→ **Selected extract**
(begin)
Subsituting the equation (16) in the state equation of the state-space model (12), we obtain:

(17) $\begin{align*}\big(I -hA \big)\mathbf{x}_{k}= \mathbf{x}_{k-1}+hBu_{k}\end{align*}$

From this equation, we obtain:

(18) $\begin{align*} \mathbf{x}_{k}=A_{db}\mathbf{x}_{k-1}+B_{db}u_{k}\end{align*}$

where

(19) $\begin{align*} A_{db} = \big(I-hA\big)^{-1}, \;\; B_{db}= h \big(I - hA\big)^{-1}B\end{align*}$

Starting from the initial condition $\mathbf{x}_{0}$ and using the control input sequence $u_{1},u_{2},u_{3},\ldots$ , we can generate the discretized state sequence $\mathbf{x}_{1}, \mathbf{x}_{2}, \mathbf{x}_{3}, \ldots$ , by propagating the equation (18). Once the state sequence is generated, we can easily generate the output sequence by using the equation $y_{k}=C\mathbf{x}_{k}$ . We use this method to discretize the state-space model.

The Python code for discretizing the state-space model is given below.
(end)
Collected data entries
(begin)
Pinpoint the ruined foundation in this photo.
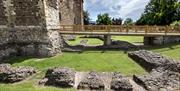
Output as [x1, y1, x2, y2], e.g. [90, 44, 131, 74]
[0, 0, 62, 60]
[144, 36, 180, 45]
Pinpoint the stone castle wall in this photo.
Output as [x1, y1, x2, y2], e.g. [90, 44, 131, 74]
[0, 0, 61, 60]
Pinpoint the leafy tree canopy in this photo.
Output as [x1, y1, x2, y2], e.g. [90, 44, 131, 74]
[83, 11, 91, 25]
[96, 13, 112, 25]
[136, 0, 180, 25]
[112, 18, 123, 25]
[124, 18, 133, 25]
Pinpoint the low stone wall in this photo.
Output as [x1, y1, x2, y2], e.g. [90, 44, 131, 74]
[0, 27, 63, 60]
[144, 36, 180, 45]
[39, 67, 139, 91]
[128, 50, 180, 91]
[128, 50, 180, 73]
[0, 64, 36, 83]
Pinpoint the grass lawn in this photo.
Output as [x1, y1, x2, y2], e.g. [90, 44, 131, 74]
[0, 37, 180, 91]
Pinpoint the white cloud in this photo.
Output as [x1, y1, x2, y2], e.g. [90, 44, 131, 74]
[84, 0, 149, 20]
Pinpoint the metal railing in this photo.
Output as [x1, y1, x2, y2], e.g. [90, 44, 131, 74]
[60, 25, 180, 35]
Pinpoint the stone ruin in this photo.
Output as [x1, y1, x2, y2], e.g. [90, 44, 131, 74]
[128, 50, 180, 91]
[0, 64, 36, 83]
[39, 67, 133, 91]
[39, 68, 76, 87]
[39, 50, 180, 91]
[77, 72, 105, 90]
[111, 73, 133, 91]
[0, 0, 83, 61]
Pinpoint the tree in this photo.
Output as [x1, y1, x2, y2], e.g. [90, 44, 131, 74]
[83, 11, 91, 25]
[112, 18, 123, 25]
[124, 18, 133, 25]
[136, 0, 180, 25]
[96, 13, 112, 25]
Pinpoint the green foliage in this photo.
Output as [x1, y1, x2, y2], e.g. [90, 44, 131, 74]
[112, 18, 123, 25]
[96, 13, 112, 25]
[124, 18, 133, 25]
[171, 21, 180, 26]
[83, 11, 91, 25]
[0, 36, 180, 91]
[136, 0, 180, 25]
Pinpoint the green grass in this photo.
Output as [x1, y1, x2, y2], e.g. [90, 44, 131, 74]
[112, 36, 143, 43]
[0, 36, 180, 91]
[68, 36, 103, 45]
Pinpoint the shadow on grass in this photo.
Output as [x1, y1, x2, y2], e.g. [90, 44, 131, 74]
[64, 43, 180, 54]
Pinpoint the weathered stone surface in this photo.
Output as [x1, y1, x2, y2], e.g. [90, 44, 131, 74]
[0, 64, 36, 83]
[0, 0, 7, 25]
[77, 72, 105, 90]
[144, 36, 180, 45]
[133, 69, 180, 91]
[129, 50, 180, 91]
[111, 73, 133, 91]
[39, 68, 76, 87]
[128, 50, 180, 73]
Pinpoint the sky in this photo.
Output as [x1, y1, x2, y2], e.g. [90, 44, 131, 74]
[84, 0, 150, 21]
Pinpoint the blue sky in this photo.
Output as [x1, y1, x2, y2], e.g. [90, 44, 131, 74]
[84, 0, 150, 21]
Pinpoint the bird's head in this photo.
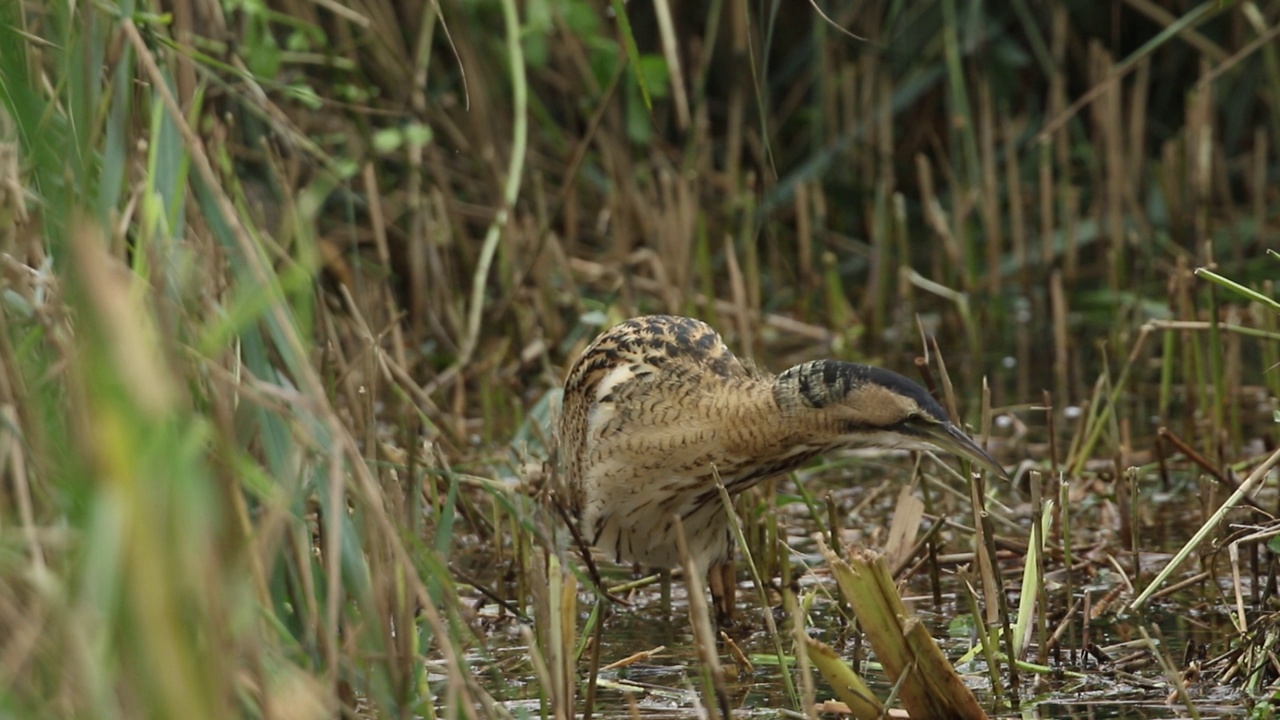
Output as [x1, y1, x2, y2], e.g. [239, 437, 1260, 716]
[773, 360, 1009, 478]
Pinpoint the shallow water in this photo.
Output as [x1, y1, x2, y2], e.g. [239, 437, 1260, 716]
[455, 445, 1275, 719]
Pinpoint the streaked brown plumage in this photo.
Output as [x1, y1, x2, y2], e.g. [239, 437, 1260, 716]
[559, 315, 1004, 619]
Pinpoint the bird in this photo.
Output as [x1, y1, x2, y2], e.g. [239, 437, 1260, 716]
[557, 315, 1007, 624]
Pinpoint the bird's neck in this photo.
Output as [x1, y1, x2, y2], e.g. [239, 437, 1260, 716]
[773, 360, 859, 411]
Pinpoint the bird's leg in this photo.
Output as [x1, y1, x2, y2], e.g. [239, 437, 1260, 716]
[707, 557, 737, 628]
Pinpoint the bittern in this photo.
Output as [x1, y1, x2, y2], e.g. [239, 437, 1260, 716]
[559, 315, 1005, 621]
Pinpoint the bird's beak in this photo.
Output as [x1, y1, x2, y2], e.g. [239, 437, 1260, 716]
[918, 423, 1009, 480]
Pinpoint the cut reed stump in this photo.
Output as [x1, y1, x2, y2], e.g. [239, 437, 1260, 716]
[809, 541, 987, 720]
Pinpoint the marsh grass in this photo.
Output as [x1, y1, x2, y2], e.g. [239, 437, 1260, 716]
[0, 0, 1280, 719]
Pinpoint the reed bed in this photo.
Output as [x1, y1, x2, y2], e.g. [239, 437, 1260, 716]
[0, 0, 1280, 720]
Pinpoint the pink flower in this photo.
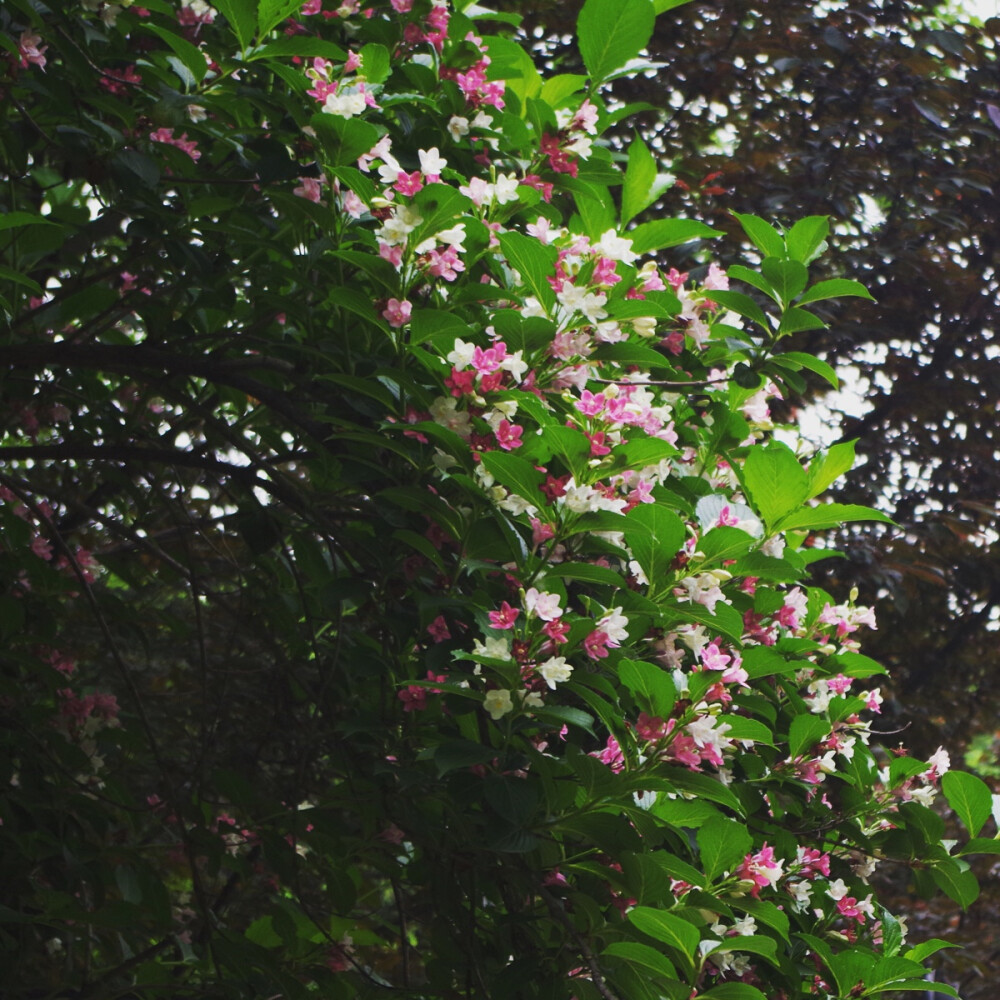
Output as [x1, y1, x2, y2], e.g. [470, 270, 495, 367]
[382, 299, 413, 330]
[496, 420, 524, 451]
[736, 842, 784, 896]
[472, 340, 507, 375]
[583, 629, 610, 660]
[705, 264, 729, 292]
[292, 176, 325, 205]
[531, 517, 556, 545]
[427, 615, 451, 642]
[17, 31, 48, 70]
[489, 601, 521, 629]
[149, 128, 201, 161]
[393, 170, 424, 198]
[590, 736, 625, 774]
[524, 587, 562, 622]
[573, 389, 607, 417]
[542, 618, 569, 646]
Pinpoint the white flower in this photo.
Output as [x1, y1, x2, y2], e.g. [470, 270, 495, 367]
[566, 135, 594, 160]
[524, 587, 562, 622]
[447, 339, 476, 369]
[430, 396, 472, 437]
[483, 688, 514, 722]
[500, 351, 528, 382]
[497, 493, 538, 517]
[417, 146, 448, 177]
[927, 747, 951, 777]
[448, 115, 469, 142]
[596, 607, 628, 642]
[785, 882, 809, 913]
[594, 229, 639, 264]
[517, 688, 545, 708]
[323, 92, 365, 118]
[435, 223, 465, 253]
[826, 878, 850, 901]
[538, 656, 573, 691]
[472, 638, 510, 660]
[493, 174, 518, 205]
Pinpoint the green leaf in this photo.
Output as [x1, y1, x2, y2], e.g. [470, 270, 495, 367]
[888, 979, 961, 1000]
[602, 941, 677, 979]
[360, 42, 391, 83]
[698, 983, 767, 1000]
[628, 906, 701, 965]
[733, 212, 785, 257]
[144, 21, 208, 83]
[743, 441, 809, 529]
[618, 658, 677, 719]
[538, 73, 587, 108]
[726, 264, 781, 303]
[931, 856, 979, 910]
[774, 351, 840, 389]
[941, 771, 993, 837]
[624, 503, 687, 588]
[806, 441, 855, 498]
[432, 740, 497, 777]
[799, 278, 875, 306]
[777, 503, 896, 531]
[657, 767, 743, 816]
[903, 938, 961, 962]
[483, 451, 548, 508]
[733, 896, 789, 941]
[0, 212, 56, 230]
[949, 836, 1000, 857]
[697, 816, 753, 880]
[622, 138, 657, 226]
[499, 232, 558, 310]
[0, 264, 45, 296]
[778, 306, 826, 336]
[785, 215, 830, 264]
[709, 934, 778, 965]
[257, 0, 305, 38]
[712, 290, 771, 330]
[213, 0, 257, 50]
[760, 257, 809, 305]
[788, 715, 830, 757]
[545, 563, 625, 588]
[247, 35, 347, 62]
[625, 219, 721, 254]
[576, 0, 656, 86]
[309, 111, 380, 168]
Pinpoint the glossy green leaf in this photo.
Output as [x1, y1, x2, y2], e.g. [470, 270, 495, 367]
[697, 816, 753, 881]
[618, 658, 677, 719]
[576, 0, 656, 84]
[941, 771, 993, 837]
[625, 219, 721, 253]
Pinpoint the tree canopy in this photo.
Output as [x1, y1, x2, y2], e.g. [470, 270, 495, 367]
[0, 0, 996, 1000]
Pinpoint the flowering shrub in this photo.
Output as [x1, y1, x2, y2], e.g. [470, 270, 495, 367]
[0, 0, 997, 1000]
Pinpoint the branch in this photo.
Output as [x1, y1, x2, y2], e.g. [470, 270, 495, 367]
[0, 343, 332, 441]
[537, 885, 618, 1000]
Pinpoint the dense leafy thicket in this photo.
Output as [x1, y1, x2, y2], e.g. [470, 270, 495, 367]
[0, 0, 997, 1000]
[507, 0, 1000, 750]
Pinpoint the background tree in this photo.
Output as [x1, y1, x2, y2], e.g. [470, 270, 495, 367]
[0, 0, 996, 1000]
[496, 2, 1000, 992]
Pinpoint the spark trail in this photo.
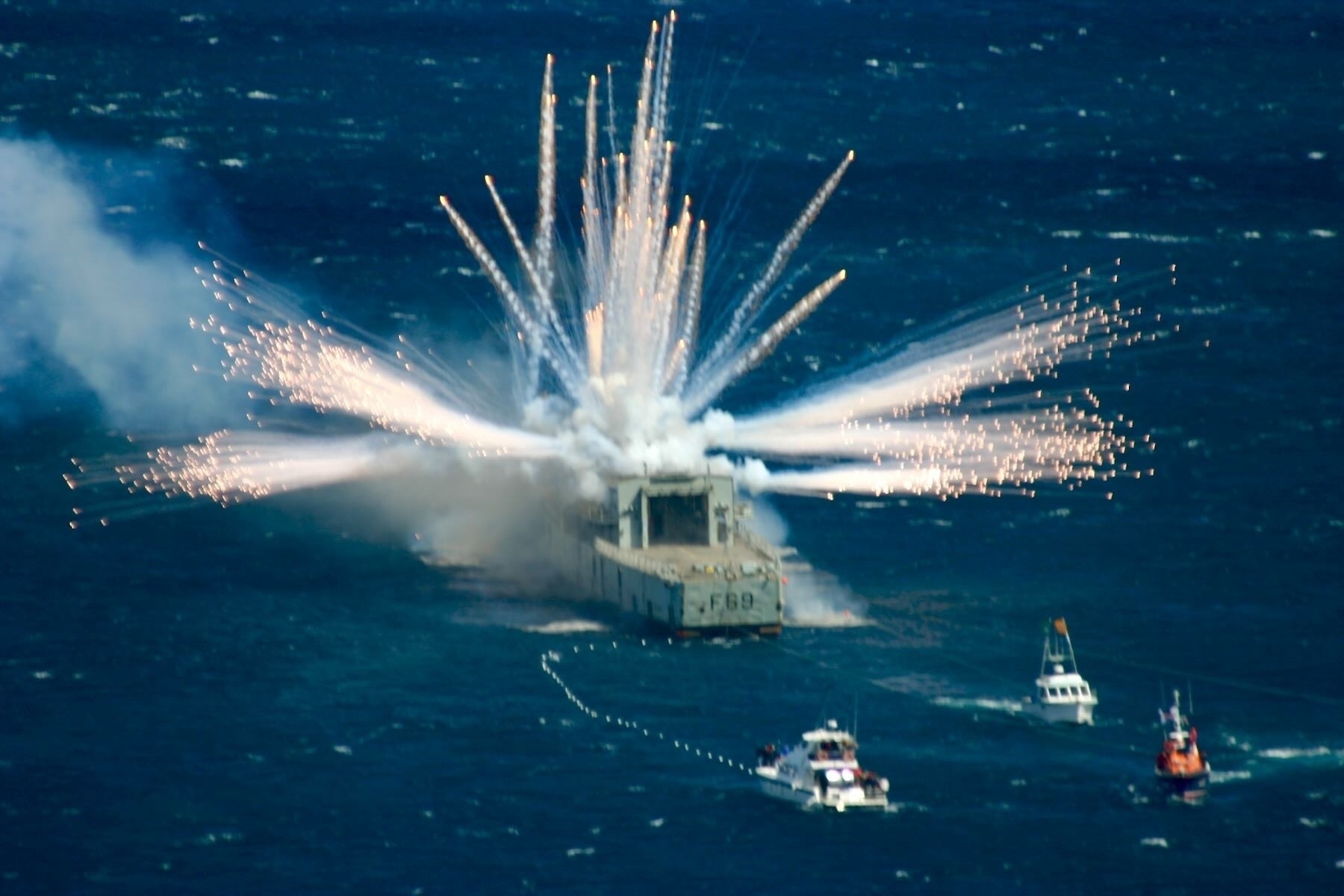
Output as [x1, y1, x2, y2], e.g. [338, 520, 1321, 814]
[73, 15, 1153, 518]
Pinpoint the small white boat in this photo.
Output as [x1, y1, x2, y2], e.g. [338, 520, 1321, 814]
[1021, 619, 1097, 726]
[756, 719, 889, 812]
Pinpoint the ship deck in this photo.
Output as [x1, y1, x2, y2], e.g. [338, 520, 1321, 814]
[597, 538, 774, 580]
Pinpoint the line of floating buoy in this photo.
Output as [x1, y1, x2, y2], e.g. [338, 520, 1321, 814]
[541, 639, 753, 774]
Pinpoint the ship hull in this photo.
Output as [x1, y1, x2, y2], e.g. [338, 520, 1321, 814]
[1023, 701, 1097, 726]
[546, 477, 783, 638]
[1154, 770, 1210, 802]
[758, 771, 887, 812]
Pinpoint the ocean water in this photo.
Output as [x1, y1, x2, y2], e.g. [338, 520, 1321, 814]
[0, 0, 1344, 893]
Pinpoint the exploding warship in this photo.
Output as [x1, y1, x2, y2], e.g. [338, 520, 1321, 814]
[547, 474, 786, 638]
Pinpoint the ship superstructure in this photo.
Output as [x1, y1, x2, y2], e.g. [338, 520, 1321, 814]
[548, 476, 785, 638]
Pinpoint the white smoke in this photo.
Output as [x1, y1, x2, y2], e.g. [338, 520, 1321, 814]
[0, 140, 237, 427]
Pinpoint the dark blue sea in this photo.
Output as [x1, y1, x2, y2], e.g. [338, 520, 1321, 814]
[0, 0, 1344, 895]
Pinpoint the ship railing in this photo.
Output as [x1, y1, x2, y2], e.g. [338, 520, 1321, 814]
[593, 538, 677, 582]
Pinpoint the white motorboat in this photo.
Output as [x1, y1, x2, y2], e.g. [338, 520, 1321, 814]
[1021, 619, 1097, 726]
[756, 719, 889, 812]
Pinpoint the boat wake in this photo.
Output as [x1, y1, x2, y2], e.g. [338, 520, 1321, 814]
[933, 697, 1023, 715]
[520, 619, 610, 634]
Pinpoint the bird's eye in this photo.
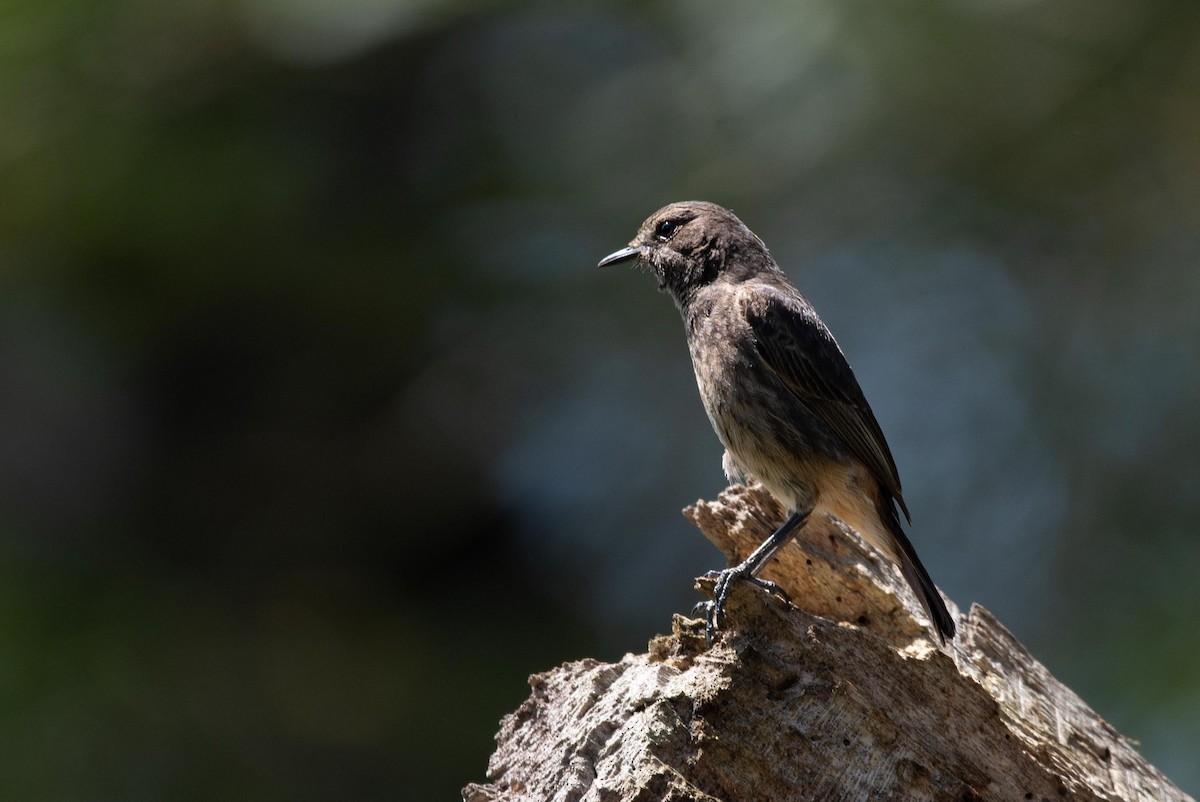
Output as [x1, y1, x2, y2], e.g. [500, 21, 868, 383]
[654, 220, 679, 243]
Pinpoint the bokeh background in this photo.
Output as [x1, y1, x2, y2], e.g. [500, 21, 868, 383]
[0, 0, 1200, 801]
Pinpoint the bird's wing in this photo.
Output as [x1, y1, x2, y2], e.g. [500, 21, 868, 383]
[745, 287, 912, 522]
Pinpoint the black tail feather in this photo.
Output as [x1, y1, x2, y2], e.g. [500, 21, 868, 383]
[880, 503, 955, 644]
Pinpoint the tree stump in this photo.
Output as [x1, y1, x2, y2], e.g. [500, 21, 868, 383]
[463, 486, 1189, 802]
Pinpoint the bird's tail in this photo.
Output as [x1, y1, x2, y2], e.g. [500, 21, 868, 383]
[876, 499, 954, 644]
[829, 493, 954, 644]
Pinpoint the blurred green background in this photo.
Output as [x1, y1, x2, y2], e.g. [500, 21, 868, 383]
[0, 0, 1200, 801]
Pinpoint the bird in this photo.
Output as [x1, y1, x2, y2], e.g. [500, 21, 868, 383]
[598, 201, 955, 645]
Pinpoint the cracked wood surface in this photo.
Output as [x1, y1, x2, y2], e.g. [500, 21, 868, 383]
[463, 486, 1189, 802]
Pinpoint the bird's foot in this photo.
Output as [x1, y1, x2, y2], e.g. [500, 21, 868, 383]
[691, 563, 792, 646]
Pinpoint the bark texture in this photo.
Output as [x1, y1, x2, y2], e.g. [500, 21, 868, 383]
[463, 487, 1189, 802]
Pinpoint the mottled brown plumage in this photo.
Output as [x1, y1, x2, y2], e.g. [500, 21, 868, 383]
[600, 201, 954, 640]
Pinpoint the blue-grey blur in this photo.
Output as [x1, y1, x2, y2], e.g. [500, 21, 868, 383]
[0, 0, 1200, 801]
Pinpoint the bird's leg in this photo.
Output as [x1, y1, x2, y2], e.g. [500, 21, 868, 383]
[695, 510, 811, 646]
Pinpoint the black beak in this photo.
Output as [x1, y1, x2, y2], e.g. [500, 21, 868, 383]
[596, 245, 642, 268]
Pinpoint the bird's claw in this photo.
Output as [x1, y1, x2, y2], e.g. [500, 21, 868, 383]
[691, 565, 792, 646]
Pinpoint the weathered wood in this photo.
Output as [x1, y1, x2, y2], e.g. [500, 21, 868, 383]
[463, 487, 1189, 802]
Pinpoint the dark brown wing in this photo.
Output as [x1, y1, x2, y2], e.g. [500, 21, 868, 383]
[746, 286, 912, 523]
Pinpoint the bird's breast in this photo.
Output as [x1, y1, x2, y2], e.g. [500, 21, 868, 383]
[688, 291, 848, 508]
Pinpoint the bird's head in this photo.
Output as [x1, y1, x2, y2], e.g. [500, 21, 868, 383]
[598, 201, 772, 307]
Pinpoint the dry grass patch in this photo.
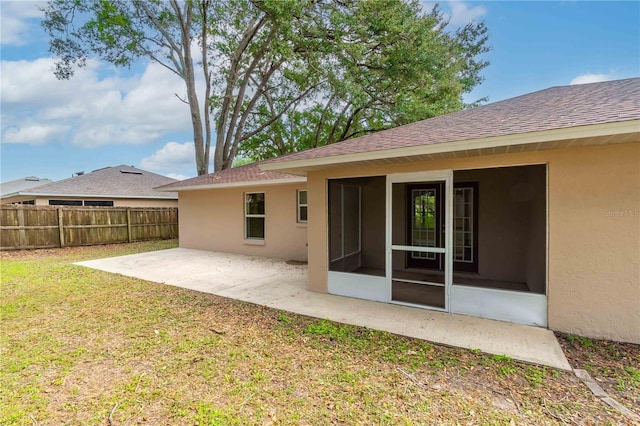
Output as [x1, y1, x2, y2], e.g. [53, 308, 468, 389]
[0, 242, 637, 425]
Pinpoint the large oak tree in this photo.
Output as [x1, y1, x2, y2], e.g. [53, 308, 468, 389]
(end)
→ **Instruction 1**
Rewrite the discretization excerpt from "From this equation, we" to "is given below.", replacing "state-space model" with "state-space system".
→ **Instruction 2**
In the discretization excerpt, which equation is propagated to generate the discretized state sequence?
None of these lines are needed.

→ **Exercise response 1**
From this equation, we obtain:

(18) $\begin{align*} \mathbf{x}_{k}=A_{db}\mathbf{x}_{k-1}+B_{db}u_{k}\end{align*}$

where

(19) $\begin{align*} A_{db} = \big(I-hA\big)^{-1}, \;\; B_{db}= h \big(I - hA\big)^{-1}B\end{align*}$

Starting from the initial condition $\mathbf{x}_{0}$ and using the control input sequence $u_{1},u_{2},u_{3},\ldots$ , we can generate the discretized state sequence $\mathbf{x}_{1}, \mathbf{x}_{2}, \mathbf{x}_{3}, \ldots$ , by propagating the equation (18). Once the state sequence is generated, we can easily generate the output sequence by using the equation $y_{k}=C\mathbf{x}_{k}$ . We use this method to discretize the state-space system.

The Python code for discretizing the state-space system is given below.

→ **Exercise response 2**
Equation (18)